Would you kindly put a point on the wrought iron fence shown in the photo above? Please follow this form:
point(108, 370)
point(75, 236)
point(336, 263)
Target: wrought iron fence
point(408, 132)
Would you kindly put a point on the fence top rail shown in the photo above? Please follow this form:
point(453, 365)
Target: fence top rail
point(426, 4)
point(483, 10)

□ □ □

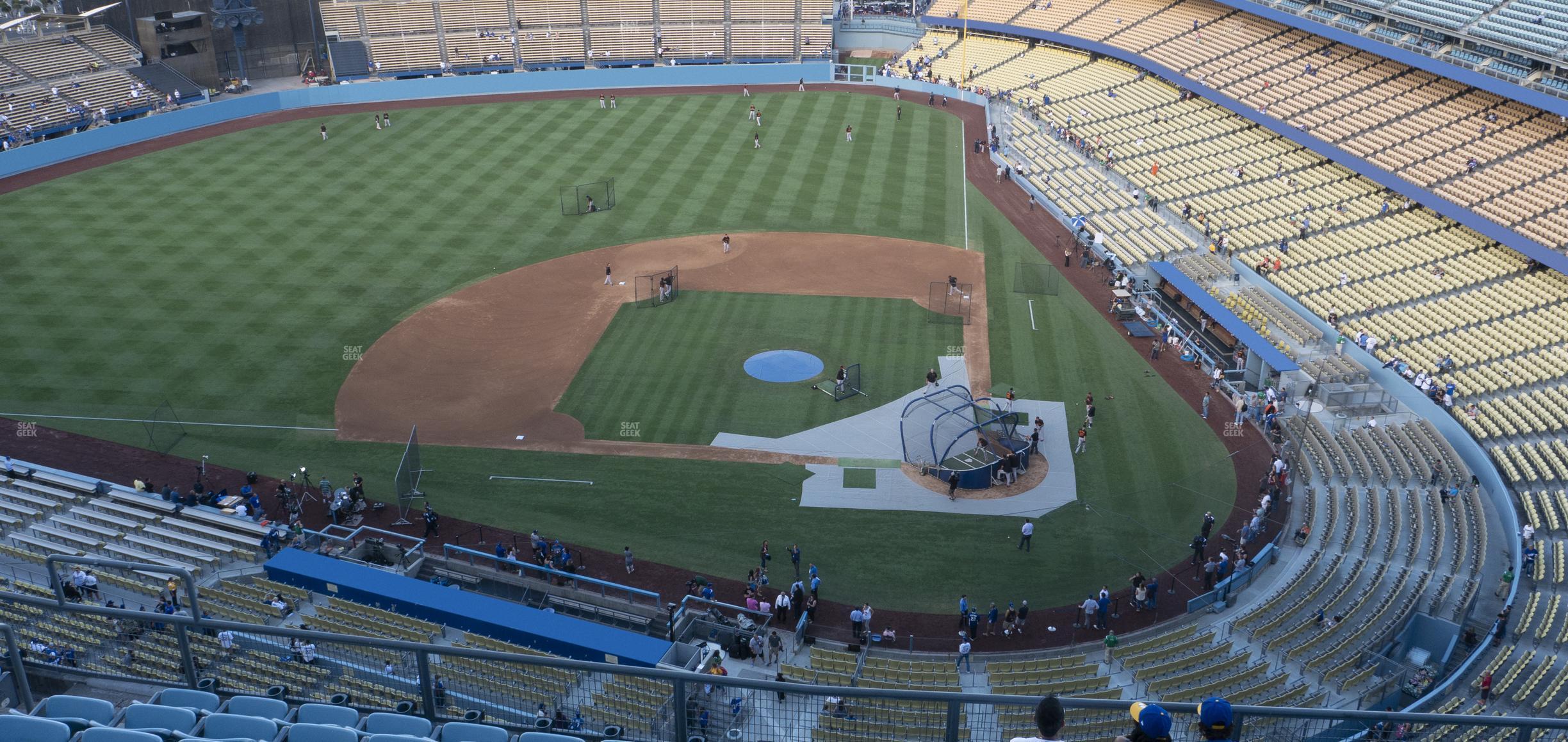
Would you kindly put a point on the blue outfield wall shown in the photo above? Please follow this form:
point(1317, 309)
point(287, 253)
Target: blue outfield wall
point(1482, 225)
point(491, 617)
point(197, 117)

□ □ □

#### TO BE DONE:
Please rename "top rail" to "upper rail" in the listing lines starting at the one containing "Would you kindly put a point on the fence" and ending at the one containing "point(483, 10)". Give back only those lines and leave everything else unchanged.

#### CORRECT RESPONSE:
Would you kindly put a point on the fence upper rail shown in the photo above? Please follow this form:
point(453, 365)
Target: fence upper rail
point(426, 4)
point(483, 10)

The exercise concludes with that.